# start of Extract provided
# Life in the bush



## Bushman (Feb 28, 2010)

Hi,

after checking immigration laws of Canada and USA i'm seeking infos regarding self employed working in Australia.
My plan is to run a Hot Dog Kart in crouwded places,sell sausages,snacks and beverages at fairs,football games,street corners and so on.
So this business is easy to start and run.Everthing i would need is the permission to do that.

Unfortunetely it appears from the distance very difficult to migrate to Australia even with a good business idea,which requires vry less capital to start with.

How could i get a permit to work selfemployed as a newcomer in Australia?

If this wouldn't work how easy is it to find work on farms and just live in a 4X4 camper to stay flexible and go where the work is?I'm skilled in wilderness life and could easely live in the bush too.

Thanks

Bushman


----------



## Wanderer (Jun 16, 2007)

Bushman said:


> Hi,
> 
> after checking immigration laws of Canada and USA i'm seeking infos regarding self employed working in Australia.
> My plan is to run a Hot Dog Kart in crouwded places,sell sausages,snacks and beverages at fairs,football games,street corners and so on.
> ...


You're right in that it is not such an easy matter re immigration and that to most countries I suspect, there essentially being needed skills in a particular occupation for starters and that needing to be in demand too.

Sounds like you may have already had a look at the immigration regulations and other than skills to be employed rather than self employed, there're business visas but a lot of capital required, and then other than that you have various student visas, tourist visas on which you can do WWOOF Australia or Working Holiday Visas if eligible.

If you have a look in the Visas & Immigration section there is a sticky thread there re Immi links and you'll find a few threads with discussions on various aspects.


----------



## Bushman (Feb 28, 2010)

Wanderer said:


> You're right in that it is not such an easy matter re immigration and that to most countries I suspect, there essentially being needed skills in a particular occupation for starters and that needing to be in demand too.
# end of Extract provided
# start of Record set
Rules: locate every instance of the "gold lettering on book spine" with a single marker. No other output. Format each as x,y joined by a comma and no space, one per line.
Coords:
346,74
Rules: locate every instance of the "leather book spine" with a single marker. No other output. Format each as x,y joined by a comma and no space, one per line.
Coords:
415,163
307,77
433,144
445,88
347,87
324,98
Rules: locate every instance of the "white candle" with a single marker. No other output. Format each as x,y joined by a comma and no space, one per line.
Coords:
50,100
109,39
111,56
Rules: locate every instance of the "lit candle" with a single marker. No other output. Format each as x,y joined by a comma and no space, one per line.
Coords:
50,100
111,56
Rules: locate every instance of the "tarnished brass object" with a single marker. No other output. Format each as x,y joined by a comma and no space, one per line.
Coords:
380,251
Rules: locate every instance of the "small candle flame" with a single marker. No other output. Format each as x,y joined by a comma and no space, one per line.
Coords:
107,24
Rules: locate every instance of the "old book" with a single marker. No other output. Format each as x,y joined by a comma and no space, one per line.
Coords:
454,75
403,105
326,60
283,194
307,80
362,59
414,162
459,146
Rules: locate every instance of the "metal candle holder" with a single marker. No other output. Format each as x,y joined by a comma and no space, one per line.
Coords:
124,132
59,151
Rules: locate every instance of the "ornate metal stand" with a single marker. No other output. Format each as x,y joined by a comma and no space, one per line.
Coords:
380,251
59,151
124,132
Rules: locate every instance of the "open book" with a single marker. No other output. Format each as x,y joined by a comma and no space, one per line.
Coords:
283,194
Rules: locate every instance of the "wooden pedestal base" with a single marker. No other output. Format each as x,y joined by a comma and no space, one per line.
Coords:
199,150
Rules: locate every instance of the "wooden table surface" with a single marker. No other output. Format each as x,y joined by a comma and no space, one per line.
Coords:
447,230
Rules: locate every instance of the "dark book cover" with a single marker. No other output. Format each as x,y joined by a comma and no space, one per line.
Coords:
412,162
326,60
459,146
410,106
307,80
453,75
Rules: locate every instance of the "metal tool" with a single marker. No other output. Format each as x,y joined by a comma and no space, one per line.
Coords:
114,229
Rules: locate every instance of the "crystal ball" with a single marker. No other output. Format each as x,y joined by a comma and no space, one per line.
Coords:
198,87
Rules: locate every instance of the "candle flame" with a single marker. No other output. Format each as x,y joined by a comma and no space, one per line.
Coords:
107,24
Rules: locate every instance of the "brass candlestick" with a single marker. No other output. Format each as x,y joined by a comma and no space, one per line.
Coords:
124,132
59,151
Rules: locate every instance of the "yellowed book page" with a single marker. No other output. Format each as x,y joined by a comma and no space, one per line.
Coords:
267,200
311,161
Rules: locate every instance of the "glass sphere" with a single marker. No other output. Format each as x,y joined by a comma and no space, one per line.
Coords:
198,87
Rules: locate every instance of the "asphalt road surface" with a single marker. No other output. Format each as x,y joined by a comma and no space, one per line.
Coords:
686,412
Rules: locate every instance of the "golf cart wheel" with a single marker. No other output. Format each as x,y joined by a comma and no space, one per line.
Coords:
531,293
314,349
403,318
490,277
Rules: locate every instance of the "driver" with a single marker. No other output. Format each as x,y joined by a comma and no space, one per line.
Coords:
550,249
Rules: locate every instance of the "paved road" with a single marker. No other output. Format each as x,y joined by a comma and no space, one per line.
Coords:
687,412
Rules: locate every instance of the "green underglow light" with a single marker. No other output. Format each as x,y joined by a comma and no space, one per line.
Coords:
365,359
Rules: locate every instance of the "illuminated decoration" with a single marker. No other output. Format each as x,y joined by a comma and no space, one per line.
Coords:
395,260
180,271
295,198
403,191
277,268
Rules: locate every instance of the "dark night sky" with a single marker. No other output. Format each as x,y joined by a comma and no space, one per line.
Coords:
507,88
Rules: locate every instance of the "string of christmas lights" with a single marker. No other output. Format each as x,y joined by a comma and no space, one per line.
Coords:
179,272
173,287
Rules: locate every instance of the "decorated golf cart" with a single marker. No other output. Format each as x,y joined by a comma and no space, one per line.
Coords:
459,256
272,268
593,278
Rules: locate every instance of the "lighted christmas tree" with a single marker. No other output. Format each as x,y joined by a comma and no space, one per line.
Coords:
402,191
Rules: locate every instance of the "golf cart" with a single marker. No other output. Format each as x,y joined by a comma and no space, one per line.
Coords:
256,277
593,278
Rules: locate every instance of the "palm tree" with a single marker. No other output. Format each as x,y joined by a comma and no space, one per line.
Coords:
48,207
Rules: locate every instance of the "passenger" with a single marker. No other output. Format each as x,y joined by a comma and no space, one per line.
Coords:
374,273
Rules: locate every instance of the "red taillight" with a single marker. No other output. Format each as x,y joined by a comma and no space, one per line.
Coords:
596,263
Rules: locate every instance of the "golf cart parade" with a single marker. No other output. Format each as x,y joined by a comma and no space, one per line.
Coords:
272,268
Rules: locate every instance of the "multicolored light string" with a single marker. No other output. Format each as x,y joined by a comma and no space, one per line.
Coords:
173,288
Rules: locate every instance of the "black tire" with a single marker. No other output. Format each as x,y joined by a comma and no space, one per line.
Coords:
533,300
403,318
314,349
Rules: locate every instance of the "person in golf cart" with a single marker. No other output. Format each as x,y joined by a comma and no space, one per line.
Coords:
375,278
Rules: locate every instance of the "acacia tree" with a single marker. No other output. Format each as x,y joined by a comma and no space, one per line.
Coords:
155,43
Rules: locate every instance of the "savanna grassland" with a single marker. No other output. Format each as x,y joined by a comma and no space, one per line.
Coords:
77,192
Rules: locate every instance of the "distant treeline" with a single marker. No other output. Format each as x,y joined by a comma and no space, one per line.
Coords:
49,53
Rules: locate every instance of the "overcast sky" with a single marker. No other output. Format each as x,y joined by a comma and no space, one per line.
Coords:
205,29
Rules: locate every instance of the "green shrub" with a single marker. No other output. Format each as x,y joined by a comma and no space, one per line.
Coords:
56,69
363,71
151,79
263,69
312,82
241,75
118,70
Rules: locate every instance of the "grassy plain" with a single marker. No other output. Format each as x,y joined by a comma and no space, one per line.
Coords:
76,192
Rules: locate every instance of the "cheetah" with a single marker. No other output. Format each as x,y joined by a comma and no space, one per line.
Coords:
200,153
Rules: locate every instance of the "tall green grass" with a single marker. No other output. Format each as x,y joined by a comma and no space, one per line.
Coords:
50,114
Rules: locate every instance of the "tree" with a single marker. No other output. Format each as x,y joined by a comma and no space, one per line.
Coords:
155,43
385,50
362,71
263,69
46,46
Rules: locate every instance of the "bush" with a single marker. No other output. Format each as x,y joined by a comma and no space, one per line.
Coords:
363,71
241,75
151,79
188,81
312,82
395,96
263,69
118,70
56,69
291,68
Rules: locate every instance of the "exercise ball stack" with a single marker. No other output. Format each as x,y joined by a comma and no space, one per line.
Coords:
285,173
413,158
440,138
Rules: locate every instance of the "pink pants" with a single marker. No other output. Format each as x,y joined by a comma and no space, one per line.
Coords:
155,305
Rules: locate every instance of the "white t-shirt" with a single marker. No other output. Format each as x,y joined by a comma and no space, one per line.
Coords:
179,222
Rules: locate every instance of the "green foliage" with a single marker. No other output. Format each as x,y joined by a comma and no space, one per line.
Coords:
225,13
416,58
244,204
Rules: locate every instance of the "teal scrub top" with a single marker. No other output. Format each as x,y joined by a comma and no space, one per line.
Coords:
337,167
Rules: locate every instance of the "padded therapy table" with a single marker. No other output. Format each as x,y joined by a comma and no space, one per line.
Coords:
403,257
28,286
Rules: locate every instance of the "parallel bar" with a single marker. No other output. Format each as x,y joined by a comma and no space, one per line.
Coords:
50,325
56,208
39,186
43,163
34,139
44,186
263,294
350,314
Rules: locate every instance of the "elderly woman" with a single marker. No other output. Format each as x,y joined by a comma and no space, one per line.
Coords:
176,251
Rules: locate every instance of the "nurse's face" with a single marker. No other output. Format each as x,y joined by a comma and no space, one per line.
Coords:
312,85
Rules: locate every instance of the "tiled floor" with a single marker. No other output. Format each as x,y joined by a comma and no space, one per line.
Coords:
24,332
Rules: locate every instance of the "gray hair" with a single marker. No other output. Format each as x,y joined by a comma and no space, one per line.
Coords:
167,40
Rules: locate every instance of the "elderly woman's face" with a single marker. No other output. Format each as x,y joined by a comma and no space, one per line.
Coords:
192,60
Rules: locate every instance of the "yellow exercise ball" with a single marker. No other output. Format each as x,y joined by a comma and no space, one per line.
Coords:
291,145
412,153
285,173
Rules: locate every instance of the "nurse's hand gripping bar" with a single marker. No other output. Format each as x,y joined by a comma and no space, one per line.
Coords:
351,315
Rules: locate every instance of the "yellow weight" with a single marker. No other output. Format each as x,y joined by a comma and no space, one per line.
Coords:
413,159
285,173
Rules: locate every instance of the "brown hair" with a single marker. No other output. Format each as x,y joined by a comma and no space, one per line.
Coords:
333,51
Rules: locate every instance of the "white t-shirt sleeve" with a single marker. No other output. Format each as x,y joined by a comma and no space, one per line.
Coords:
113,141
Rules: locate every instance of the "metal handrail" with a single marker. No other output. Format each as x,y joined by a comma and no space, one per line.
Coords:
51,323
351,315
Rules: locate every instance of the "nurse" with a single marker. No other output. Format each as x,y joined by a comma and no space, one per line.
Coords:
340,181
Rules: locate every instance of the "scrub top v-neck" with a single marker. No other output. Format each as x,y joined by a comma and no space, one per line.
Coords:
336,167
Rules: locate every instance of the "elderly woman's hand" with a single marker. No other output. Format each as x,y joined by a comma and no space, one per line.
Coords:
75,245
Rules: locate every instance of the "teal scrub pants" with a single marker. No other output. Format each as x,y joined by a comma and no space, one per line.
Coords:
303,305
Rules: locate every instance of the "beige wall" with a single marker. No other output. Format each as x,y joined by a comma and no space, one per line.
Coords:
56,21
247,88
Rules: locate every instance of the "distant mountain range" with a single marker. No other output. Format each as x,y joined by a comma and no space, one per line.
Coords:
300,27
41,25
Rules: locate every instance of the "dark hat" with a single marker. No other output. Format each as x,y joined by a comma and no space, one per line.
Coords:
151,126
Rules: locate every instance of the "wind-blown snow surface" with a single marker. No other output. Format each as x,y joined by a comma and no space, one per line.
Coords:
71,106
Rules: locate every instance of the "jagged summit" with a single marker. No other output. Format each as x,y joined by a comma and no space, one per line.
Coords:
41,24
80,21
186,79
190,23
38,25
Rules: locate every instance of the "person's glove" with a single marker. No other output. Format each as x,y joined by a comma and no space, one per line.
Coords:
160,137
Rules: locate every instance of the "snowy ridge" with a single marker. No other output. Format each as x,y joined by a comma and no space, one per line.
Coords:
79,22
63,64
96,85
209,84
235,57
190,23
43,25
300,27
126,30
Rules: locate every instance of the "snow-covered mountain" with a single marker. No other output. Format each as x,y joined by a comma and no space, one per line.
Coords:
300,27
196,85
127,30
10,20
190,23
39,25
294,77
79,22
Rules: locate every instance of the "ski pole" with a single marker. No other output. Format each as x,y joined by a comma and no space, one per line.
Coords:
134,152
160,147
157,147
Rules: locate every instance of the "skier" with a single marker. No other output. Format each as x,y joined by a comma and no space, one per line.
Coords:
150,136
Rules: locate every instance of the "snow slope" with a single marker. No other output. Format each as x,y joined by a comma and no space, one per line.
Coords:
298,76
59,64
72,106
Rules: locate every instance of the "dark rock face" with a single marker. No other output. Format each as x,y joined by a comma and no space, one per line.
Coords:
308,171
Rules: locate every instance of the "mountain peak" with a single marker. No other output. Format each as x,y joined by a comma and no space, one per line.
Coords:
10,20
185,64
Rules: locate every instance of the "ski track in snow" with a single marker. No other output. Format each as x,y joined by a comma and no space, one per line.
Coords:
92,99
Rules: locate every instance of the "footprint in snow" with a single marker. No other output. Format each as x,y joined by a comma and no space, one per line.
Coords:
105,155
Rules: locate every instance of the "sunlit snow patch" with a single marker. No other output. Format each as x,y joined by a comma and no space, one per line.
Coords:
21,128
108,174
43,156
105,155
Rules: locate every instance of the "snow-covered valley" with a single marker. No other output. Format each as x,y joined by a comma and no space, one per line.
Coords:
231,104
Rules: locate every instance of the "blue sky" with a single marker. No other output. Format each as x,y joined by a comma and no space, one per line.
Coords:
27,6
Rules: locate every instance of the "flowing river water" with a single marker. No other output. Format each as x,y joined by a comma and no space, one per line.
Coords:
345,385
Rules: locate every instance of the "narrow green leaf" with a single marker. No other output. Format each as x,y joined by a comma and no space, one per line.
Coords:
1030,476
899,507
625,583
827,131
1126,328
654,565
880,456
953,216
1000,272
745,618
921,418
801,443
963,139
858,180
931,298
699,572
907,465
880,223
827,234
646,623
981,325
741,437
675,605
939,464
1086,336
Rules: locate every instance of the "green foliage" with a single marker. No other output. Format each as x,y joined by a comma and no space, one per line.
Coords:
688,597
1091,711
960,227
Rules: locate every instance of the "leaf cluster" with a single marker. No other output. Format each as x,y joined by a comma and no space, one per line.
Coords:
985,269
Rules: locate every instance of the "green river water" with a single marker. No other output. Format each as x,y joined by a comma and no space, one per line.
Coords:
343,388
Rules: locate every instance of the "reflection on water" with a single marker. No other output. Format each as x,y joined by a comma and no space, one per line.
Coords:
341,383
# end of Record set
Quote the passage of the forum thread about self-employment in Australia between "Unfortunetely it appears" and "newcomer in Australia?", inclusive.

Unfortunetely it appears from the distance very difficult to migrate to Australia even with a good business idea,which requires vry less capital to start with.

How could i get a permit to work selfemployed as a newcomer in Australia?